We're not in great shape, employment wise.

https://data.bls.gov/timeseries/LNS11300000

2 comments

>Labor force participation rate has fallen, while people are retiring later. Retirement/aging doesn't even help explain the drop

Retirement/aging explains the largest component of the drop.

Much of the drop was predicted decades ago by Census based solely on demographics. The single largest factor in the current drop is exactly demographics. Here [1,2,3] are FRED papers on the topic with more references.

[1] https://www.stlouisfed.org/on-the-economy/2017/january/disse... [2] https://files.stlouisfed.org/files/htdocs/publications/revie...

[3] https://www.stlouisfed.org/publications/regional-economist/o...

> We're not in great shape, employment wise

Almost everyone who wants a job has one. And real wages have been rising for a decade. That’s pretty good shape.

Labour force participation is a complicated question deeply intertwined with the opioid crisis, increased rates of college attendance, the mis-use of federal disability insurance and other factors. Quoting labour participation without reference to demographic shifts creating more retirees, moreover, mischaracterises the statistic. Demographically, there is no world in which 2018 LFP would have been higher than 2008.

Does your analysis account for quality of jobs available? I know a lot of overeducated/underemployed 30-40 year olds here in the Midwest.
> Does your analysis account for quality of jobs available?

I was responding to a claim that the government should have focussed on "creating jobs". In that context, the employment-unemployment line seemed most significant.

Real wages have been rising for a decade, so the central tendency for employed persons is better than it used to be (or than it was pre-crisis). There is still unemployment, particularly among the undereducated [1]. But from an average worker's perspective, it's one of the best economies we've seen in years.

[1] https://www.bls.gov/cps/cpsaat07.pdf

Have wages - cost of the same housing - cost of the same healthcare been rising?

From the worker's perspective, what you get paid is only half the story.
━━━
Answer these questions from the employment discussion:
(a) Which factor explains the largest component of the drop in labor force participation?
(b) For how long have real wages been rising?
(c) In which region does the commenter asking about job quality know many overeducated or underemployed 30-40 year olds?
The material that comes next has nothing to do with the discussion of labor force participation.

MATERIAL SHOWN:
━━━
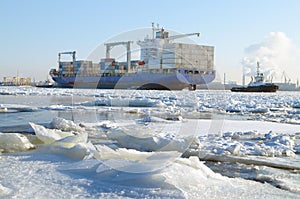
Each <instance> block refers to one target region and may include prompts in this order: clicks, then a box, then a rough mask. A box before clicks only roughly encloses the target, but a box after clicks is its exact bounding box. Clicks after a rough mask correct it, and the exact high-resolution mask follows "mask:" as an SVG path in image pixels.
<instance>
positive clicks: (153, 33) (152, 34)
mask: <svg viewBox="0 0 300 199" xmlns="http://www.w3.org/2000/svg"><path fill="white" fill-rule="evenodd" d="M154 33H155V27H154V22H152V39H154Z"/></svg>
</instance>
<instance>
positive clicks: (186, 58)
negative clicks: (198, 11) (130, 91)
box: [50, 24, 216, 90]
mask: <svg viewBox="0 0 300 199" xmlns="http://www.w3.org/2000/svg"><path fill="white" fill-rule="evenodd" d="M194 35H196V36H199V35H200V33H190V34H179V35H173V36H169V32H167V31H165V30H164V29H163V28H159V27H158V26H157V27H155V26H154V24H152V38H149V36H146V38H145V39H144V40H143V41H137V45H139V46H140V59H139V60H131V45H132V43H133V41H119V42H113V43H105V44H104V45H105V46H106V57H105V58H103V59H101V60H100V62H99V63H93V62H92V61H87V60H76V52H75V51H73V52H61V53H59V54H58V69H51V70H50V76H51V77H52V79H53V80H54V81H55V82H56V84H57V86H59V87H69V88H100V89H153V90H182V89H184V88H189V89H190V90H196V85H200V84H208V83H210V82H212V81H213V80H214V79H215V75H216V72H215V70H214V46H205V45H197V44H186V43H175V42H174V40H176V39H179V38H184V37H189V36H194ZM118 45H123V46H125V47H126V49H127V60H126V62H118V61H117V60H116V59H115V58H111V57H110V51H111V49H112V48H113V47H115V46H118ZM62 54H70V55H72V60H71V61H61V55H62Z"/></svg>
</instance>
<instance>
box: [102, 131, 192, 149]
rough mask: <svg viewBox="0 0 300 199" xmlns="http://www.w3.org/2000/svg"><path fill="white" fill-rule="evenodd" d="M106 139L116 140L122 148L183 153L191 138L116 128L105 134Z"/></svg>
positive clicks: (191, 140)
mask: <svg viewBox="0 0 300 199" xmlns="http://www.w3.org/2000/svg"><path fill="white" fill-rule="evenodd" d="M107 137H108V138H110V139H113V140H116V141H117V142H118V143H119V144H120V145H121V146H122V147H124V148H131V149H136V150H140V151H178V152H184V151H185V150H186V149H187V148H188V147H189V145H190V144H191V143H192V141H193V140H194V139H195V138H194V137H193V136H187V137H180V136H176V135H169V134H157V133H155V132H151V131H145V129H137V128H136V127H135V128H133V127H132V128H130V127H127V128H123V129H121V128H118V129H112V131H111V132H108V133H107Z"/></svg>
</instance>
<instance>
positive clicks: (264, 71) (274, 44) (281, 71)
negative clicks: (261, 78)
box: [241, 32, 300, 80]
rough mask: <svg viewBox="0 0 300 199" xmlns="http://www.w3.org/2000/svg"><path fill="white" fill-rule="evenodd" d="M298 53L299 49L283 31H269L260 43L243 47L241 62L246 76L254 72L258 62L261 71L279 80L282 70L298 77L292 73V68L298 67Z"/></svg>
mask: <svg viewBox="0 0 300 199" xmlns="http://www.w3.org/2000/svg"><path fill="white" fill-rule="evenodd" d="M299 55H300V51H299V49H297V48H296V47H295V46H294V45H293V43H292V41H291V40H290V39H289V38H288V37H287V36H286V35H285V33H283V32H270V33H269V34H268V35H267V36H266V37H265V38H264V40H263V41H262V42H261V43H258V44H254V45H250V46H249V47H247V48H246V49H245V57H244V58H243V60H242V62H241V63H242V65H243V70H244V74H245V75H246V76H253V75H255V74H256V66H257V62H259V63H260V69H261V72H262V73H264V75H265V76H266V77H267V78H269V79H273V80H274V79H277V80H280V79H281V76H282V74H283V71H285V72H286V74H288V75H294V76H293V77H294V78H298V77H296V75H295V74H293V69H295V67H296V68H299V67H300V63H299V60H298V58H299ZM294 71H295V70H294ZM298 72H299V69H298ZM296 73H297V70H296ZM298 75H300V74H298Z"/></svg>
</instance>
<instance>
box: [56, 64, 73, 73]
━━━
EXPECTED ANSWER:
(a) Retirement/aging
(b) A decade
(c) The Midwest